Exercise goal
From the entries below, retype only the lines from the one with "Query: cat's front paw" through the one with "Each instance of the metal", exactly as written.

Top of Task data

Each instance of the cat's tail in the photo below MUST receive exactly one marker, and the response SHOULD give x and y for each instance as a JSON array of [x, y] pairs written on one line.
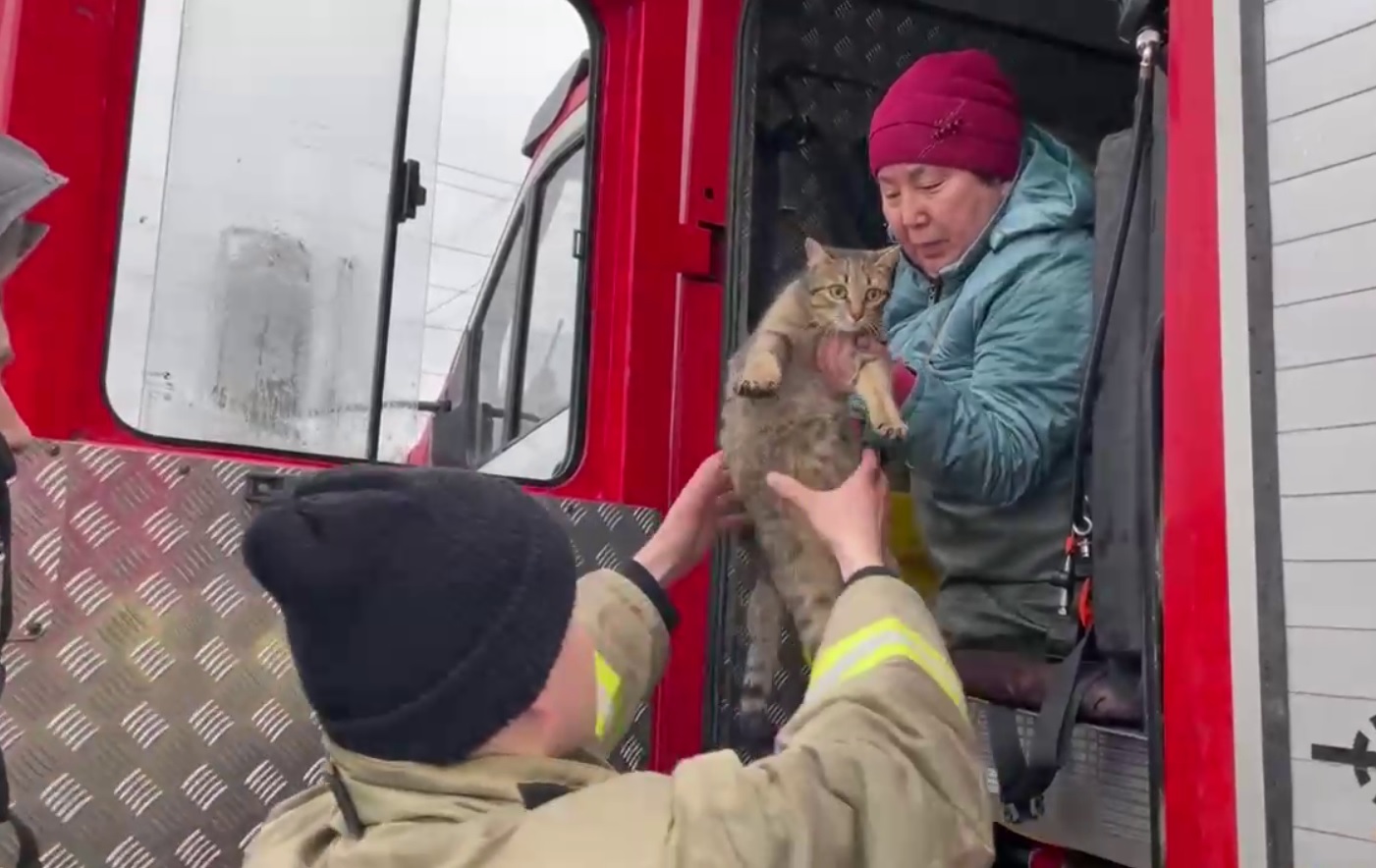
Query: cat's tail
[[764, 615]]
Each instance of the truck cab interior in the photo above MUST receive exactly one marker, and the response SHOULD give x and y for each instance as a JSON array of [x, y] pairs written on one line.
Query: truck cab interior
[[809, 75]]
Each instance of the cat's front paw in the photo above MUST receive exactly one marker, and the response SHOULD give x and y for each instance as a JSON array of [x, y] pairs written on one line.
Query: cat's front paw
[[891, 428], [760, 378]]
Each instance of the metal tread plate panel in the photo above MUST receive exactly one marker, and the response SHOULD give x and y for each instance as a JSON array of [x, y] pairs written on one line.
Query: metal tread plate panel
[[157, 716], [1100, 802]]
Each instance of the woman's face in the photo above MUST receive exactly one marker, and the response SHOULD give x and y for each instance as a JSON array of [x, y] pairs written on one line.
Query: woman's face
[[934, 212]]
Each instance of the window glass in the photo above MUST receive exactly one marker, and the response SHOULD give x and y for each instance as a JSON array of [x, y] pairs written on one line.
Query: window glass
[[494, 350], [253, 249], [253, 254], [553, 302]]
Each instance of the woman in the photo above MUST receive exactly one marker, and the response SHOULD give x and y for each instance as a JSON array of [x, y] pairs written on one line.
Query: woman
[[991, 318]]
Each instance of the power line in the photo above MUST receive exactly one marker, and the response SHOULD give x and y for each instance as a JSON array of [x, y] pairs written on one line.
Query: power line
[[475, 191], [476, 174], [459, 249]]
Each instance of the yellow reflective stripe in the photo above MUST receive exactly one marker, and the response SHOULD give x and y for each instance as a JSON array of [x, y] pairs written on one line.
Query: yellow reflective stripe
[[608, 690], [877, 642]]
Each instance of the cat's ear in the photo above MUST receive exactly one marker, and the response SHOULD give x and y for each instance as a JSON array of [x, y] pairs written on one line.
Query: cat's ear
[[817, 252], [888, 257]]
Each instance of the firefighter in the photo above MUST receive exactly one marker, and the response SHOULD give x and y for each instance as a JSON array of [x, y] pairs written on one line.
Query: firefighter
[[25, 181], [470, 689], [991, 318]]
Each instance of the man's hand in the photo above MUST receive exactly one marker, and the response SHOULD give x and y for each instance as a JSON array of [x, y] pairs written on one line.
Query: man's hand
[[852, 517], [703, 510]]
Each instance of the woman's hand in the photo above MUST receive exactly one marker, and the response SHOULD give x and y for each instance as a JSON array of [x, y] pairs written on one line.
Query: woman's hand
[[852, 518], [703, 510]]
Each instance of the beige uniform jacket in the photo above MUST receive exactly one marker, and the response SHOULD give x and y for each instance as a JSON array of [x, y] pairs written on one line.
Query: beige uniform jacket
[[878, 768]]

Bottom of Task data
Top of Task data

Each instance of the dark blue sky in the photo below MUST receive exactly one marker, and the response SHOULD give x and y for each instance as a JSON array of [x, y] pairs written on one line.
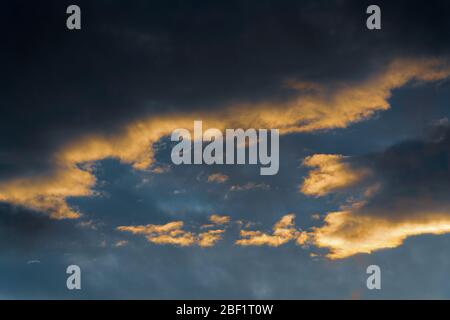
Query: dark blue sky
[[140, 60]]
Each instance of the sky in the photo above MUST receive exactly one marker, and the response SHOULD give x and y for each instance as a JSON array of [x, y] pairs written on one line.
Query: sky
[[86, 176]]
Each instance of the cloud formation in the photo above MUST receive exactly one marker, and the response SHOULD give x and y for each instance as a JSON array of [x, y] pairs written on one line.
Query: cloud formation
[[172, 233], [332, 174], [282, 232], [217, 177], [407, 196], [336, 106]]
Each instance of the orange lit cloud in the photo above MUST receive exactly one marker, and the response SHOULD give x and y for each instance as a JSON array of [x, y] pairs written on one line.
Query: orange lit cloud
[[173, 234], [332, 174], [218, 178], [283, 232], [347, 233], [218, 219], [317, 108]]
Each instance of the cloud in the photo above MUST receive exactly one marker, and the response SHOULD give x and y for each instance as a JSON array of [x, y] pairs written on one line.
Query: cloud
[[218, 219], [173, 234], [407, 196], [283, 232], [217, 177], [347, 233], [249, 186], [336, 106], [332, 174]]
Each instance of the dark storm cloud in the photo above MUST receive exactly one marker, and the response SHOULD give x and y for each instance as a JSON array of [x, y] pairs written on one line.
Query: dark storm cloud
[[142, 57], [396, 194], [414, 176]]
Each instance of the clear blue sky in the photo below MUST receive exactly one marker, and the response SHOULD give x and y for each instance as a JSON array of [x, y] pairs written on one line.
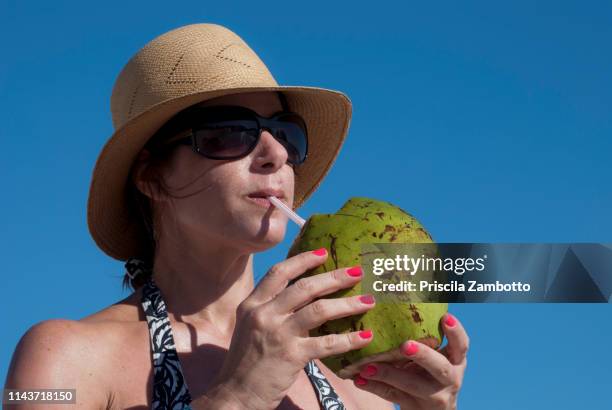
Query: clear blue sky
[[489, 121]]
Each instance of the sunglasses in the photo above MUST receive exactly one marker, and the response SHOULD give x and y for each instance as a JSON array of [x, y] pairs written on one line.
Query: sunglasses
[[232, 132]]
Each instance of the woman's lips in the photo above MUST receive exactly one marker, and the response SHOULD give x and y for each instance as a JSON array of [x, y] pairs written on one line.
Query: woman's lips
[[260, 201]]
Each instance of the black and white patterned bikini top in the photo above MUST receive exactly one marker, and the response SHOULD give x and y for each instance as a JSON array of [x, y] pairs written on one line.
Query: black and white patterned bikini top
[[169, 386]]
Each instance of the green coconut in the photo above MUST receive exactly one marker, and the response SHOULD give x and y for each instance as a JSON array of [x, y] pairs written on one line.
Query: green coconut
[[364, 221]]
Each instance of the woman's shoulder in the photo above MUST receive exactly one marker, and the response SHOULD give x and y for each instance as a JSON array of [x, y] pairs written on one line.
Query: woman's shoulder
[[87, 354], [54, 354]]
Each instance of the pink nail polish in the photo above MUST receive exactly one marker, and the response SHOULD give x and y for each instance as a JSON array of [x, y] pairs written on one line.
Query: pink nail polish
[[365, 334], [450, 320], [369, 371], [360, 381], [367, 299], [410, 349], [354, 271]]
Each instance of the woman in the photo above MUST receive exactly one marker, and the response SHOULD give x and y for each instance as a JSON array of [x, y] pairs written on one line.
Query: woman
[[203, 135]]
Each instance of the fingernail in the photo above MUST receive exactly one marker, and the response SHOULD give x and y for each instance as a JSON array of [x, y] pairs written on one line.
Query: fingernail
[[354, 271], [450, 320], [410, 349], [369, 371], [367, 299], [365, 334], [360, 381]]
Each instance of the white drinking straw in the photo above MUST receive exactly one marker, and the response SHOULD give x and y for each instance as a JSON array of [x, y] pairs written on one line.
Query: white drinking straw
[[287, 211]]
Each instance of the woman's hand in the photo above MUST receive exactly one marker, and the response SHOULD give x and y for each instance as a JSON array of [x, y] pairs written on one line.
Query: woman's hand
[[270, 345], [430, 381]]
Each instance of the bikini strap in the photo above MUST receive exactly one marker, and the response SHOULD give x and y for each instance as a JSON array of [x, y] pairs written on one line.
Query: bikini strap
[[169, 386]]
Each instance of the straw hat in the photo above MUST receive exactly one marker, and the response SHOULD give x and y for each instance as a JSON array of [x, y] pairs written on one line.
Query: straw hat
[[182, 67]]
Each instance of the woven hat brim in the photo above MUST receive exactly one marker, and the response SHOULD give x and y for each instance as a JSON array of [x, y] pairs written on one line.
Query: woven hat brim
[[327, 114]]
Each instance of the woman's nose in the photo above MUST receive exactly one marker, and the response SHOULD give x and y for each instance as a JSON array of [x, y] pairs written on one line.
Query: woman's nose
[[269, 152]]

Bottom of Task data
Top of Task data

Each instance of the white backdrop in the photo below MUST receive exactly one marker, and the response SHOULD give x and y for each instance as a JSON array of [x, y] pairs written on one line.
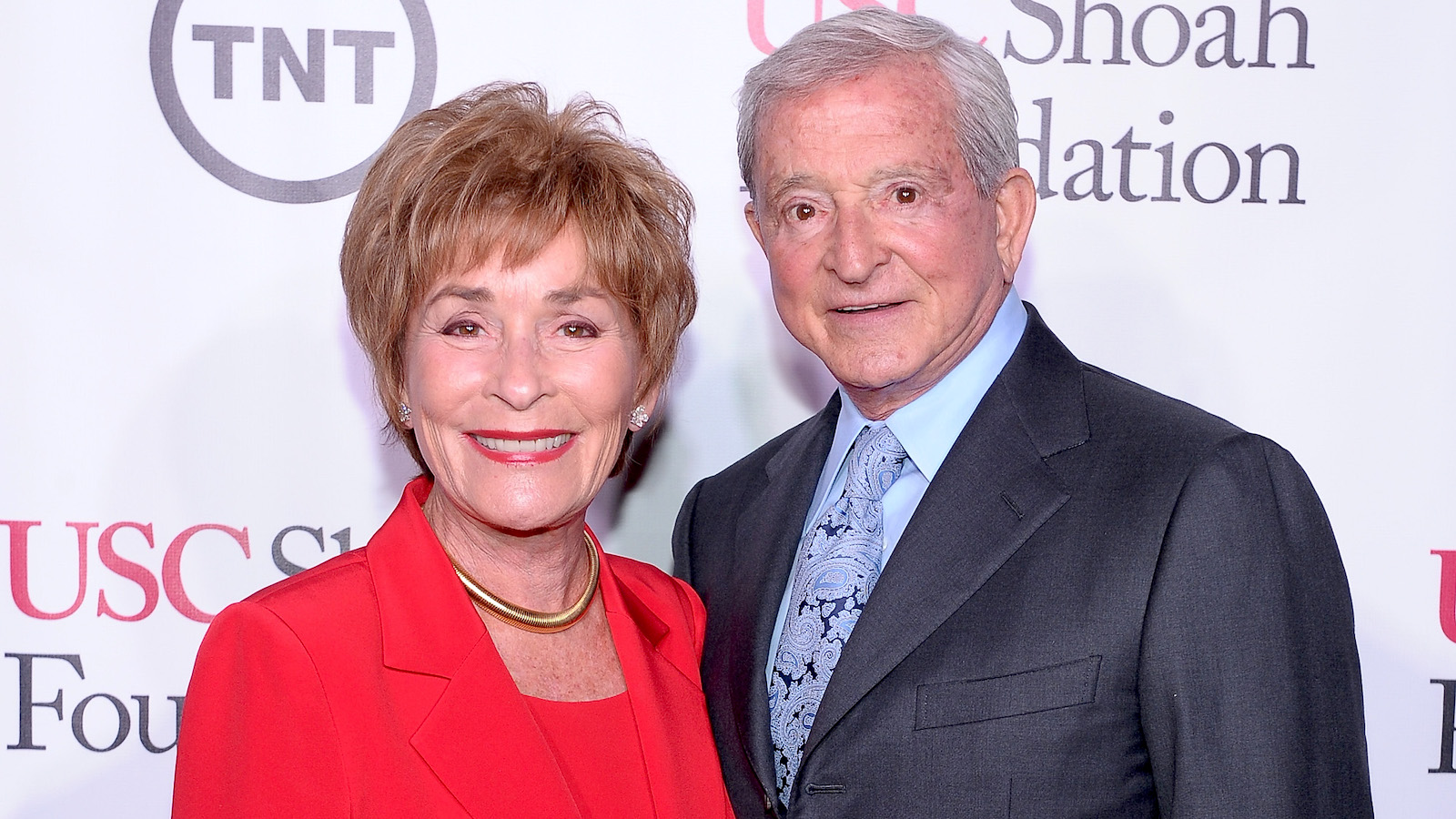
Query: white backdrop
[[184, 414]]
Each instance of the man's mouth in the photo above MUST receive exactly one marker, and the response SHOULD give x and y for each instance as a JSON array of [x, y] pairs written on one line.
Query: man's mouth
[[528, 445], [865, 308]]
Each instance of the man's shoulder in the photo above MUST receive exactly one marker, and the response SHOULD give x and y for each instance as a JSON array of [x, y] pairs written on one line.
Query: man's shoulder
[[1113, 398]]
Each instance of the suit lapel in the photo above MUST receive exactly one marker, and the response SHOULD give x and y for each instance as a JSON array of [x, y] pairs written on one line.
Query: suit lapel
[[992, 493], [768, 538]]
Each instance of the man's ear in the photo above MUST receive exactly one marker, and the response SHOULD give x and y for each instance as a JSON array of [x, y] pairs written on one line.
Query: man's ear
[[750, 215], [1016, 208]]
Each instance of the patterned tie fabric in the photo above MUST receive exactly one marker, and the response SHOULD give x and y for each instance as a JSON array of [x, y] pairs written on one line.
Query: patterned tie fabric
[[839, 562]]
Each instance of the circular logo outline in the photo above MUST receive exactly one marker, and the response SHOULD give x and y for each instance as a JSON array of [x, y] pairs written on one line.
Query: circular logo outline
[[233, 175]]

Bottom of Task data

Solution for this problem
Query: cat's front paw
[[891, 428], [760, 378]]
Each instance of the metal tread plate panel in the photo above MUST receive exactly one marker, and the response SHOULD give x and y for each instance as a JSON array of [x, y] pairs written on one line.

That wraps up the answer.